**Supplied records:**
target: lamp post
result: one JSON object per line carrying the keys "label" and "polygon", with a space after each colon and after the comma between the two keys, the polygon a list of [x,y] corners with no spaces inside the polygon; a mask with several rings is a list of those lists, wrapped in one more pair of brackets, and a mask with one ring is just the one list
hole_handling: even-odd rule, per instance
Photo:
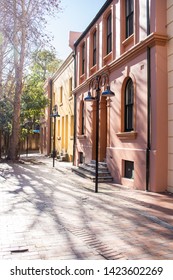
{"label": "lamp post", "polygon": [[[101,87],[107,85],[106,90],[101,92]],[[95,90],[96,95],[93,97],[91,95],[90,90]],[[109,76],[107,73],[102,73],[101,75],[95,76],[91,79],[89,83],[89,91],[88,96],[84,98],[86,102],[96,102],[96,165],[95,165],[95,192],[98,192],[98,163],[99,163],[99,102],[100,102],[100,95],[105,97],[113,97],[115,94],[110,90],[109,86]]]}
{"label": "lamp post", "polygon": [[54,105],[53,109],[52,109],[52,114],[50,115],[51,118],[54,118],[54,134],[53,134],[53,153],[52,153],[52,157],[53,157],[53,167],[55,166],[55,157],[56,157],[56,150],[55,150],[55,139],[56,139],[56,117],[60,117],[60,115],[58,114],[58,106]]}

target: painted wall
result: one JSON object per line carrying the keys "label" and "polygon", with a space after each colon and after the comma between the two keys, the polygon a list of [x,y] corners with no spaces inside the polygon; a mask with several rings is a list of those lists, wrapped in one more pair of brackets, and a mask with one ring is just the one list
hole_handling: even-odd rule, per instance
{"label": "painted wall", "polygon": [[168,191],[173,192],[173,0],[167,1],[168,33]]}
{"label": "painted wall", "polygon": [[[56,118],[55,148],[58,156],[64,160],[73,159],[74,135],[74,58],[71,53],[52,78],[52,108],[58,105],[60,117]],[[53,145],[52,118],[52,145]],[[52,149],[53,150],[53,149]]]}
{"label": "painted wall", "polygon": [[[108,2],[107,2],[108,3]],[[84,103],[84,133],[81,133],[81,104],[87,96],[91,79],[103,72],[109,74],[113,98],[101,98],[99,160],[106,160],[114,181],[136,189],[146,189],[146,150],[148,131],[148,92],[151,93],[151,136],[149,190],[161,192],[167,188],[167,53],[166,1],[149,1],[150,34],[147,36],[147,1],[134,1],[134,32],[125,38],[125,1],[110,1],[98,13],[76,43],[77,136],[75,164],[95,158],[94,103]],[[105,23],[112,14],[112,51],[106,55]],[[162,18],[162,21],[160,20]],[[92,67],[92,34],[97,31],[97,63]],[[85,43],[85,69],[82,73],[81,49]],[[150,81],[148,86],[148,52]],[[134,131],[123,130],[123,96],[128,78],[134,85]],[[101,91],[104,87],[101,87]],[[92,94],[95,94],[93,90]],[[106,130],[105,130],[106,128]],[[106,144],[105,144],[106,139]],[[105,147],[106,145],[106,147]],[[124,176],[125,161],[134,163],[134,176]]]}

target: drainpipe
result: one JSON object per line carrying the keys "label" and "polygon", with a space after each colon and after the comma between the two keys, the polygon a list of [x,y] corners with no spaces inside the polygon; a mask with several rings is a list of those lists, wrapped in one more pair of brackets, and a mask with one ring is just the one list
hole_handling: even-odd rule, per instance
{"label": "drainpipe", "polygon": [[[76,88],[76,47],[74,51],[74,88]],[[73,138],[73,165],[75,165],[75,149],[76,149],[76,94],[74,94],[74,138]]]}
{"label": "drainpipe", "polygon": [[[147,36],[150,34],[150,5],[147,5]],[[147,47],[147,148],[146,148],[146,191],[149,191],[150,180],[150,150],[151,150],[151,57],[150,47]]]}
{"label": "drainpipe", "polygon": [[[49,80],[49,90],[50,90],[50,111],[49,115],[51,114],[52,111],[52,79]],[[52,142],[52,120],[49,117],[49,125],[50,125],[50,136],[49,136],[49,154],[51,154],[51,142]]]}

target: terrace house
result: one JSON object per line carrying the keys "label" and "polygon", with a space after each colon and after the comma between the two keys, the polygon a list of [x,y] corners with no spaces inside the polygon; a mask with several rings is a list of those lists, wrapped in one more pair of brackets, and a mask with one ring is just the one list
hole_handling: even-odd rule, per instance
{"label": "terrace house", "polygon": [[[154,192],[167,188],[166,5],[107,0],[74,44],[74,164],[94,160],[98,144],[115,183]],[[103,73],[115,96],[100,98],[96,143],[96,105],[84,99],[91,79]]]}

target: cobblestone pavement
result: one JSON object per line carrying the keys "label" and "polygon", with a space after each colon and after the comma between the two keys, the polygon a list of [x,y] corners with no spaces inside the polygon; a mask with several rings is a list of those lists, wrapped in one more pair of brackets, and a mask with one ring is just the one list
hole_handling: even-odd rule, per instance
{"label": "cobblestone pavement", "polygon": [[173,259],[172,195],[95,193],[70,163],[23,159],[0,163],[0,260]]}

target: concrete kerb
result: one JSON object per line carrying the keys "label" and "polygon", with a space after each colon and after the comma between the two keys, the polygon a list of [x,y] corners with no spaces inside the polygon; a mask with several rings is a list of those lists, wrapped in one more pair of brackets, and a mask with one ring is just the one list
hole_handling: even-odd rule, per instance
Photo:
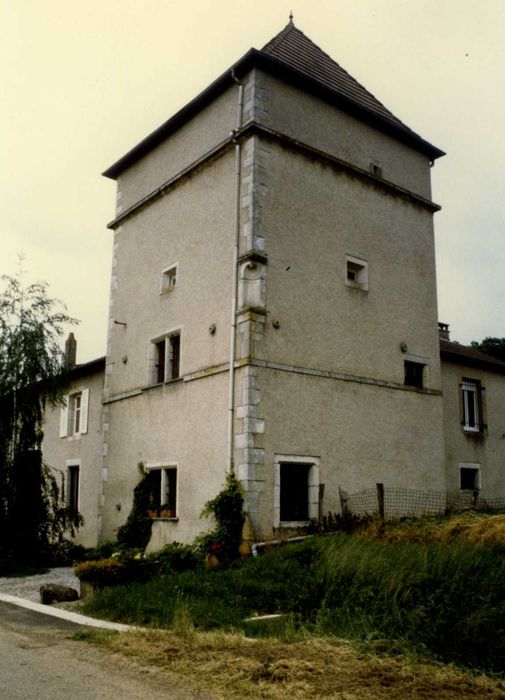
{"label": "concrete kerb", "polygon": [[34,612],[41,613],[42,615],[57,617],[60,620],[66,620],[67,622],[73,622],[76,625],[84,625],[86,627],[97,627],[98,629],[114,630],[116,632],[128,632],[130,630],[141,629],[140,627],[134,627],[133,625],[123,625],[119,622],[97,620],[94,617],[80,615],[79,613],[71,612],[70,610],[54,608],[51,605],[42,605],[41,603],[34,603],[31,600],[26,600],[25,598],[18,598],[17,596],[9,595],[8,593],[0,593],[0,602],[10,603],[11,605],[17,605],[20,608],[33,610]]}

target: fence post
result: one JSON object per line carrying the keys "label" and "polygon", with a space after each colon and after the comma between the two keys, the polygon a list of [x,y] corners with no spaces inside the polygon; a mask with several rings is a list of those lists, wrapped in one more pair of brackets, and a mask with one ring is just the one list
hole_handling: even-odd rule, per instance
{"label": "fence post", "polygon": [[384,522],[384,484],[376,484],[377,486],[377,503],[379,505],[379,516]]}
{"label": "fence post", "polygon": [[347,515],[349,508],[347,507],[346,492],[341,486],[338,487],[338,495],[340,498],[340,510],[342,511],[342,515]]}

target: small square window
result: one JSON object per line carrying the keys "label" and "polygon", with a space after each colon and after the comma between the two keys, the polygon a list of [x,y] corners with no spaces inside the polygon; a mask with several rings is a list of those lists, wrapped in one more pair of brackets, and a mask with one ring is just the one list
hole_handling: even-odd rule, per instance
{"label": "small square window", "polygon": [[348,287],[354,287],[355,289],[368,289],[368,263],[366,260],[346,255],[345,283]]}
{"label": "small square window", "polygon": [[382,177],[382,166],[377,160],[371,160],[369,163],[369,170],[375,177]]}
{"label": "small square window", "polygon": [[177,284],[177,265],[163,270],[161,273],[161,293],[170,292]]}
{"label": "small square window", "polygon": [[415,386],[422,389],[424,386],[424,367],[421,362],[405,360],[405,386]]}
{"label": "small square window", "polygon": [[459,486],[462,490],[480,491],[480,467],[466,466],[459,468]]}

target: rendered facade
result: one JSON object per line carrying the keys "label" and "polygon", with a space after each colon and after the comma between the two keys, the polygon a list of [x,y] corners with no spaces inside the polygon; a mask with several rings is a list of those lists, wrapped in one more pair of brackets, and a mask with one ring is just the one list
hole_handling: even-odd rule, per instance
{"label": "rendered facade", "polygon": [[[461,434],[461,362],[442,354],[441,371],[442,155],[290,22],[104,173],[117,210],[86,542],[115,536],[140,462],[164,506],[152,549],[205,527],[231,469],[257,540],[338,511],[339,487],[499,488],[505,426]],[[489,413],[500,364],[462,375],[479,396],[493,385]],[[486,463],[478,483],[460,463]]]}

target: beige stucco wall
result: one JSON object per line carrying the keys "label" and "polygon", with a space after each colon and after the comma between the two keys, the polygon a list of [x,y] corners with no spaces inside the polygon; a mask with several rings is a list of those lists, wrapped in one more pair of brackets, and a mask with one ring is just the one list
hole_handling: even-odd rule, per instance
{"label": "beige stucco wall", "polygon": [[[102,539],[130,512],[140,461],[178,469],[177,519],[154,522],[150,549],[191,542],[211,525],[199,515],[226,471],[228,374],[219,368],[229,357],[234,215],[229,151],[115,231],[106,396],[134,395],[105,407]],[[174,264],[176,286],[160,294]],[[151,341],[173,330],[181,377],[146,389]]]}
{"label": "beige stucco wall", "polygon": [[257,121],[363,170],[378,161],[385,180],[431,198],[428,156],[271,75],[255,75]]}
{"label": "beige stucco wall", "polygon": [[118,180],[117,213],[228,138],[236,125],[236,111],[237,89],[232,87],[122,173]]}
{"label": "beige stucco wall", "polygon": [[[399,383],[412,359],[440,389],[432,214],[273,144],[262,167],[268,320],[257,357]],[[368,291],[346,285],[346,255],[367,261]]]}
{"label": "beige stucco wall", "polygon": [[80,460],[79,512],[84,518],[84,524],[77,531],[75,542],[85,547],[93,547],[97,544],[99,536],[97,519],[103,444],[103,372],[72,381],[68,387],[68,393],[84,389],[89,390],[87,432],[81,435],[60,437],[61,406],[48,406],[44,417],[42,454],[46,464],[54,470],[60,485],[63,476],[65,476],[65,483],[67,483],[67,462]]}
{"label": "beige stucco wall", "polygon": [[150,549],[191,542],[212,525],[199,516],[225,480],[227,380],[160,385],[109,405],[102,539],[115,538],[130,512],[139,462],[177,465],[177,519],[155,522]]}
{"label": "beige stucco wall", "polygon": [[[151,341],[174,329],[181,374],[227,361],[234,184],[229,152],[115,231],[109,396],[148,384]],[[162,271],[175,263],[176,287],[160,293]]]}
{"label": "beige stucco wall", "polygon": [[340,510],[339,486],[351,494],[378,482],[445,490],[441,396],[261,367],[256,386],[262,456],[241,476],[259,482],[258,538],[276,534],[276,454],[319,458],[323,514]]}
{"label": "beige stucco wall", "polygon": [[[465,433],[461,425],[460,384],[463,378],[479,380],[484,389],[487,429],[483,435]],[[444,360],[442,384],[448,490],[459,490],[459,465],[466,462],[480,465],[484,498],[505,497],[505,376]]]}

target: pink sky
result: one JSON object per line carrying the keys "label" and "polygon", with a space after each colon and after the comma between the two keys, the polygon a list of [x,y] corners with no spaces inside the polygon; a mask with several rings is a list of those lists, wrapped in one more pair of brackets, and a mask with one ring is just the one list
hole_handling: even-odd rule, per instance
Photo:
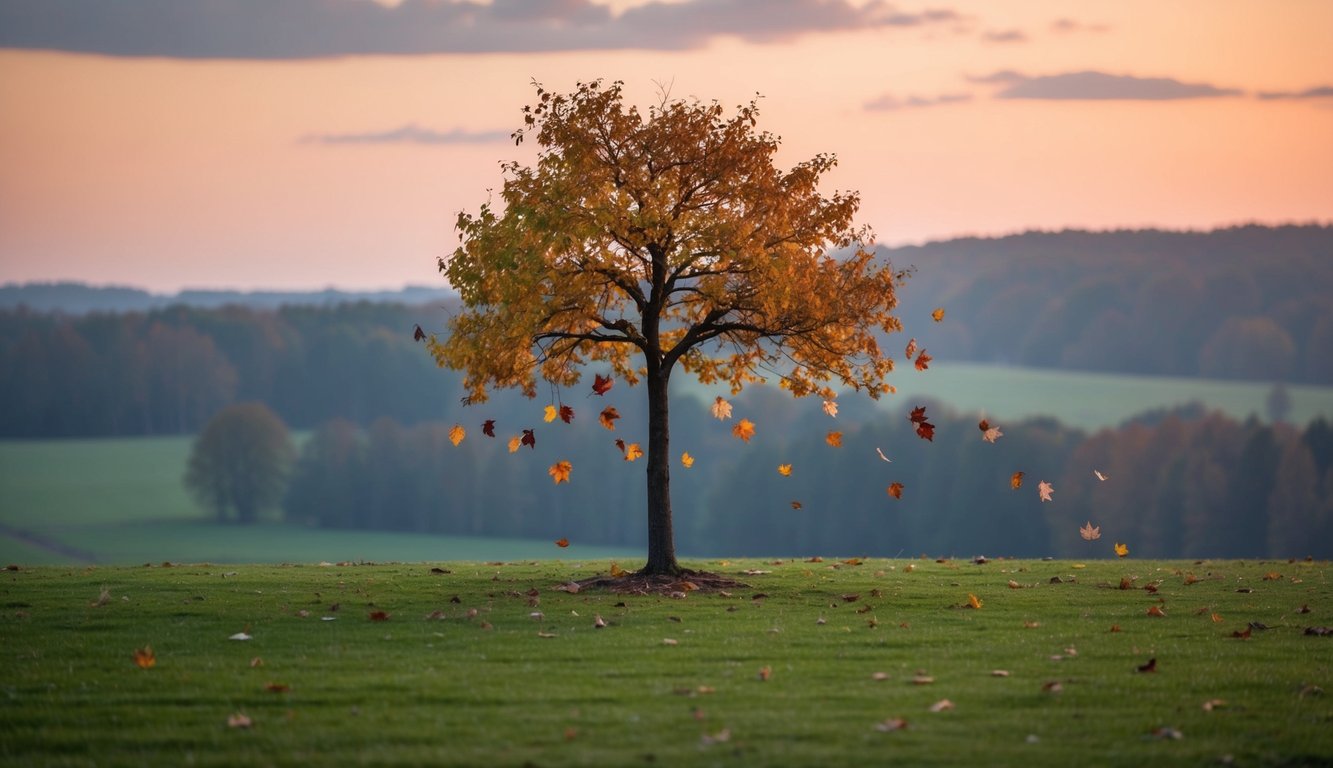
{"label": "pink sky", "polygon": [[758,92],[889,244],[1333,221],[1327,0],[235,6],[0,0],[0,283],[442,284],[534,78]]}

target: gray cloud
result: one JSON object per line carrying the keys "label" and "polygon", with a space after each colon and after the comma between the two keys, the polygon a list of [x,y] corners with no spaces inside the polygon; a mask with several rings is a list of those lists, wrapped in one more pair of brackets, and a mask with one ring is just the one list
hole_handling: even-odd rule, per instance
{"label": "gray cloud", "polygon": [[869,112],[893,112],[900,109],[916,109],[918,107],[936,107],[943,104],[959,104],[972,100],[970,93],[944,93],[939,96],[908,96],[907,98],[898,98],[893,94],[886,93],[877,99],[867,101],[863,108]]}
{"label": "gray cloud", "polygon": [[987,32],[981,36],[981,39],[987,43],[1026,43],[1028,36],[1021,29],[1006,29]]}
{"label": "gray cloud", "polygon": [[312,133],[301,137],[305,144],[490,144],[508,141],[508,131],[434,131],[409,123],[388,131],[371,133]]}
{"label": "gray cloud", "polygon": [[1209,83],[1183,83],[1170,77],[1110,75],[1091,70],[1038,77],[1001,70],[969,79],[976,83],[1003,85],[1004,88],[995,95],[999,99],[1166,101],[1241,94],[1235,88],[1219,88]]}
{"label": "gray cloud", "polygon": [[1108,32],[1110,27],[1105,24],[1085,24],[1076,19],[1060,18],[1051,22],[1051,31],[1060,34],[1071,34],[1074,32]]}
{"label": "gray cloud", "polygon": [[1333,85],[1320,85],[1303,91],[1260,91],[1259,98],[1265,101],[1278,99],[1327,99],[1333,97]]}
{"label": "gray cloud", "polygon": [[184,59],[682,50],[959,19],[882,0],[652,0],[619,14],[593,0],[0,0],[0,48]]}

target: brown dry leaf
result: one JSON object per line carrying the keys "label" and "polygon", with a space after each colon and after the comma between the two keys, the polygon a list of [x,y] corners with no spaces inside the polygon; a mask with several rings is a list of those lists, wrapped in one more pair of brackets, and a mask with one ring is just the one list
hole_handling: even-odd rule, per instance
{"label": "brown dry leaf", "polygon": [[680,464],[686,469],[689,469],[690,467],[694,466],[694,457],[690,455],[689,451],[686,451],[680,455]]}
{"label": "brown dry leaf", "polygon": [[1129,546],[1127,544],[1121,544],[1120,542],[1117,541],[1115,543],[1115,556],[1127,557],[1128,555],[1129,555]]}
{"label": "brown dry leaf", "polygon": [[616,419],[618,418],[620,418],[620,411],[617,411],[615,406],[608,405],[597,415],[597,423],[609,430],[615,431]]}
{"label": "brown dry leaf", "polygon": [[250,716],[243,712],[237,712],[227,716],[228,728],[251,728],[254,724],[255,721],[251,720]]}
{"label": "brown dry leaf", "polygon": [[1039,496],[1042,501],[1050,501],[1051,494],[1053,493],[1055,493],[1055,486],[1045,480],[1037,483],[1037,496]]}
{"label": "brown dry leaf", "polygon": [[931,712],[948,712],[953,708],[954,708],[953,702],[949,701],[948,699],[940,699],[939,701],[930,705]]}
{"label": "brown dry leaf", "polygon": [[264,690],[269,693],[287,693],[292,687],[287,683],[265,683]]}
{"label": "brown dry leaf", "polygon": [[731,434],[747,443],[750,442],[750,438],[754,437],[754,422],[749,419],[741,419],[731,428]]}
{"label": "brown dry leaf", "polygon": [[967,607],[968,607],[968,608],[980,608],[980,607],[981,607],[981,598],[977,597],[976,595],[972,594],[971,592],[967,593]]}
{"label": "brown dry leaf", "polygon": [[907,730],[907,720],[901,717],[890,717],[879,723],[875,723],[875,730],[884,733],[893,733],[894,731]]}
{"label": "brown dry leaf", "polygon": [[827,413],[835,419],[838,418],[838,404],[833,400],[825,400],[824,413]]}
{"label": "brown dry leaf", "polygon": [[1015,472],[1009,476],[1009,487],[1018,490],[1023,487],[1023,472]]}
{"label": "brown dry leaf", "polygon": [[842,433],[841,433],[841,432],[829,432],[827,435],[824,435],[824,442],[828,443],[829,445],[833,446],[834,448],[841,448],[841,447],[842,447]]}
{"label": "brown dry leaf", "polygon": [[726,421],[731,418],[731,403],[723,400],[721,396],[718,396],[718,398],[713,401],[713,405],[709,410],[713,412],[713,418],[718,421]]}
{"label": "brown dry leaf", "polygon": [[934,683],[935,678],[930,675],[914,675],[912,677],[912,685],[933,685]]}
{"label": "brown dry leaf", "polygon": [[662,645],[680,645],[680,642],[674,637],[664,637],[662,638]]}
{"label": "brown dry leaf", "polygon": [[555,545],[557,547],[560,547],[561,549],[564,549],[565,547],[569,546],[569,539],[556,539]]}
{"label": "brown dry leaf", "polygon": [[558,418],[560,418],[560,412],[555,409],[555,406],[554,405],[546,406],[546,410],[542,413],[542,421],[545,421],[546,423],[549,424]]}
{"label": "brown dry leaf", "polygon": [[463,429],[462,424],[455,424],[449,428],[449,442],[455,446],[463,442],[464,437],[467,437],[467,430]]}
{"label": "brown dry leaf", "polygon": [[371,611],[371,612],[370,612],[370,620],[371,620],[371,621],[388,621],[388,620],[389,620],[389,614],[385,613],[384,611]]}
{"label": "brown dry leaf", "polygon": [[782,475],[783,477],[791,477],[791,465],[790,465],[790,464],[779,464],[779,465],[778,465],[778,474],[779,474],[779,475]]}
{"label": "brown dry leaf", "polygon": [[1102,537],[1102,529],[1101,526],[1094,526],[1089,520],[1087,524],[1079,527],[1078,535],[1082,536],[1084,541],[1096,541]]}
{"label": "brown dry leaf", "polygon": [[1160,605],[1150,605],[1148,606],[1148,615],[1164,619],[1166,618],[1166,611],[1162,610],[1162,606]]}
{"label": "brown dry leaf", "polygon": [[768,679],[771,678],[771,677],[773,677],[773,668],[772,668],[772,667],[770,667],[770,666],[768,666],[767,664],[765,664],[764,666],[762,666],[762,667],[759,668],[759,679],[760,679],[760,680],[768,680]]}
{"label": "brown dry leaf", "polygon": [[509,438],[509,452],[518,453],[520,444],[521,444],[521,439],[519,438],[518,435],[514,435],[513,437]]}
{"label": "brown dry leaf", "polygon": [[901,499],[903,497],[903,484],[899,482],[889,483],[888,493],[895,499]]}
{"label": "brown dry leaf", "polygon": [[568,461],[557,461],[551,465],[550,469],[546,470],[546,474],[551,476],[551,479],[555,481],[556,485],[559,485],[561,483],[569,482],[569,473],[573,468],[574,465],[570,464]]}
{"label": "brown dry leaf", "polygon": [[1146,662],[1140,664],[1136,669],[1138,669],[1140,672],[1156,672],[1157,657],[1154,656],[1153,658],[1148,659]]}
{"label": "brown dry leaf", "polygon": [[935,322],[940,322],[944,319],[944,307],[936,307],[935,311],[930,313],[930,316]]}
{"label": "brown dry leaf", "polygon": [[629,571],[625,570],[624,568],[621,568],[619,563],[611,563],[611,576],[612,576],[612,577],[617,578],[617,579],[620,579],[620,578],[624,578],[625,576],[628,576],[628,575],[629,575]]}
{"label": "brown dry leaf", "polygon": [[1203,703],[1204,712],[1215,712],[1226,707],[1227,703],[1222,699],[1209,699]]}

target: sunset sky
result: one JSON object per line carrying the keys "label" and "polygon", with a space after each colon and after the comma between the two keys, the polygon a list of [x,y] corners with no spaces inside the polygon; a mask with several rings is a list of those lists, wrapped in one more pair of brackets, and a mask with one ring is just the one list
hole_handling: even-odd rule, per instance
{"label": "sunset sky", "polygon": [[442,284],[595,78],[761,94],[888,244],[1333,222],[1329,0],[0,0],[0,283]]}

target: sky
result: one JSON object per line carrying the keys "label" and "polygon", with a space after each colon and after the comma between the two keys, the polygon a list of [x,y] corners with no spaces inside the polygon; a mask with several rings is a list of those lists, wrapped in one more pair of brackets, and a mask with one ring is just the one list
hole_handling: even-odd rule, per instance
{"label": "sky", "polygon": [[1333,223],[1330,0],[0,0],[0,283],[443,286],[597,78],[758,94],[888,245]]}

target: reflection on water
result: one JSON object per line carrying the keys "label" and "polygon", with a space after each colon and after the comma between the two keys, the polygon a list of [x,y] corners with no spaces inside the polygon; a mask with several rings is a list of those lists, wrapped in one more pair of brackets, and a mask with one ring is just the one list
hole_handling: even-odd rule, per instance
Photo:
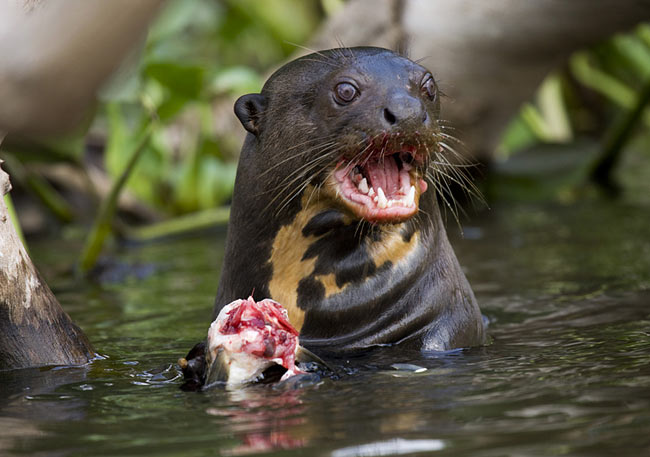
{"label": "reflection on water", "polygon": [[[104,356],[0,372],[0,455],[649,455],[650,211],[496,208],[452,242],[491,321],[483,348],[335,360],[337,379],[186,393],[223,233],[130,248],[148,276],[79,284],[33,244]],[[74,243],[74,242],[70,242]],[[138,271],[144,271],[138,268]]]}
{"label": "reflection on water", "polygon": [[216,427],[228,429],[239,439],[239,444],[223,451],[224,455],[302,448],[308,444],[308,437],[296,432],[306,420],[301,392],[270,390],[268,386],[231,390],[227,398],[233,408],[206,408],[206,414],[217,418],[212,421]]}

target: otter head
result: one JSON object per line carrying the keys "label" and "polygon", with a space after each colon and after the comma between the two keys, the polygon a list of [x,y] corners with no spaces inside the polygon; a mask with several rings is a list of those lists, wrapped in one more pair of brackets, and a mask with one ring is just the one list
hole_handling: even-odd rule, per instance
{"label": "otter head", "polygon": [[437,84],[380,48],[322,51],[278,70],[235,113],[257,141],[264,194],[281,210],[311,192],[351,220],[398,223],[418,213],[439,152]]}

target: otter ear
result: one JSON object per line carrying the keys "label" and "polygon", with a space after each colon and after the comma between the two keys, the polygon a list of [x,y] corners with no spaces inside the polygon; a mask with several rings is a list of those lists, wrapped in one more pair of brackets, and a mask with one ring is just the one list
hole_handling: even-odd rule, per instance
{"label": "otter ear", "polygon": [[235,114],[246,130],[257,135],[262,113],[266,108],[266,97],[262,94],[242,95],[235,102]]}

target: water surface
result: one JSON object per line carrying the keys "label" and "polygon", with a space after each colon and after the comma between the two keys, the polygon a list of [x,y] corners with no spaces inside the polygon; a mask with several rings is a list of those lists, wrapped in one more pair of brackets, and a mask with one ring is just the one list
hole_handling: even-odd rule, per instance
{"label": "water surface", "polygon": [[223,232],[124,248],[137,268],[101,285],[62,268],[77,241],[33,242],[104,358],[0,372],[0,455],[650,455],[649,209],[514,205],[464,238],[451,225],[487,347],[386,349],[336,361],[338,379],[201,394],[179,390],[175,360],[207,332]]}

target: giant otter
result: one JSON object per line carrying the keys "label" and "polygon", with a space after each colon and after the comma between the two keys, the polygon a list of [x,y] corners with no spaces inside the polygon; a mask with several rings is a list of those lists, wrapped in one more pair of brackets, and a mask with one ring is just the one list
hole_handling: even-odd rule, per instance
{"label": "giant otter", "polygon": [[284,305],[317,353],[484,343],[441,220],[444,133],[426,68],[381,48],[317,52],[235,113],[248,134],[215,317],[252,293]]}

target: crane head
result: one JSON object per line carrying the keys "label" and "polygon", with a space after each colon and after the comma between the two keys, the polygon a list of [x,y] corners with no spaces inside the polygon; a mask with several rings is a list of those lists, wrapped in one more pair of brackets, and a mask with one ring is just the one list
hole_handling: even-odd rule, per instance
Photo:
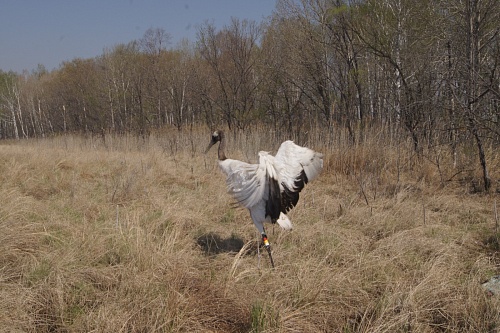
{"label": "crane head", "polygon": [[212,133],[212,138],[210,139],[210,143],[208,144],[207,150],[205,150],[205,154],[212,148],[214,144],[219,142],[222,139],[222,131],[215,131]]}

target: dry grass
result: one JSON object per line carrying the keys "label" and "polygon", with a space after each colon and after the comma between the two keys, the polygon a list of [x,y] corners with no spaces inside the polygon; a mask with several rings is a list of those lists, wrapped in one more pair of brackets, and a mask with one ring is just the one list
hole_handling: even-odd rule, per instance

**Goal of the exercise:** Starting at the line containing "target: reflection on water" and stopping at the line containing "target: otter head", output every line above exactly, both ends included, with pictures omitted.

**Solution:**
target: reflection on water
result: one JSON object per line carrying the keys "label" and "polygon", with a space after each colon and after the comma between the two keys, the polygon a list of [x,y] corners with no spaces inside the polygon; a mask with several rings is a list of those lists, wrapped in one more pair of brackets, and a mask with one ring is just the one list
hole_handling: even-odd rule, per instance
Photo:
{"label": "reflection on water", "polygon": [[[104,356],[0,372],[0,455],[649,455],[650,211],[496,208],[452,242],[491,321],[483,348],[335,360],[337,379],[186,393],[223,233],[130,248],[148,276],[79,284],[33,244]],[[74,243],[74,242],[70,242]],[[138,271],[144,271],[138,268]]]}
{"label": "reflection on water", "polygon": [[216,427],[228,429],[239,439],[239,444],[223,451],[224,455],[302,448],[308,444],[308,437],[296,432],[306,420],[301,392],[270,390],[268,386],[231,390],[227,398],[233,408],[206,408],[206,414],[217,418],[212,421]]}

target: otter head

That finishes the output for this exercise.